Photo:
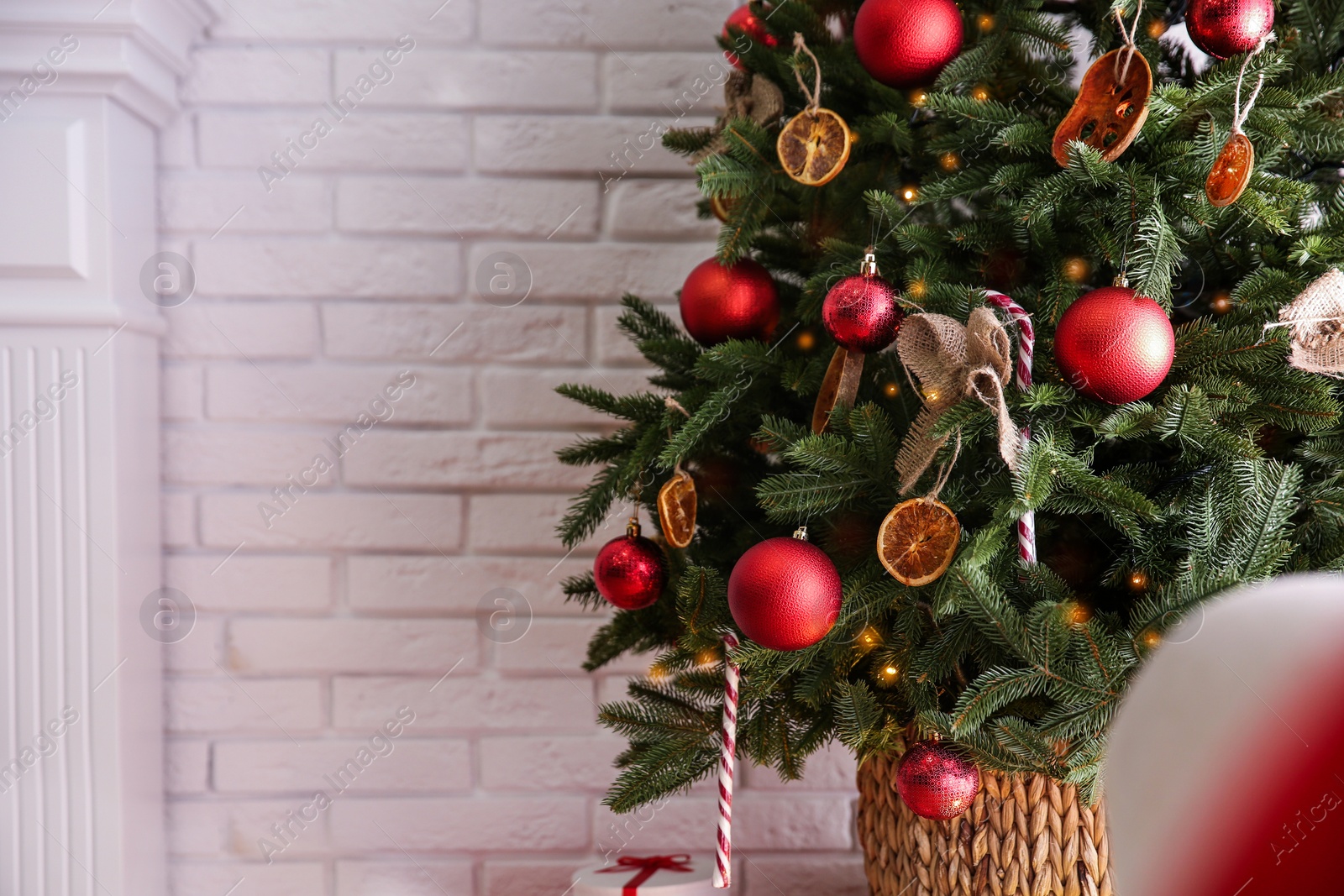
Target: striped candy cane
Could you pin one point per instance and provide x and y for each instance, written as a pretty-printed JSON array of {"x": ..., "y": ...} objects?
[
  {"x": 1021, "y": 376},
  {"x": 727, "y": 757}
]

☆ ☆ ☆ ☆ ☆

DIRECTIONS -> Can you copy out the records above word for word, leaving out the pictures?

PROBLEM SOLUTION ->
Photo:
Target: striped candy cane
Could you pin one point per instance and provide x and y for each instance, written as a pretty-printed JSON array of {"x": ..., "y": ...} objects?
[
  {"x": 1021, "y": 376},
  {"x": 727, "y": 757}
]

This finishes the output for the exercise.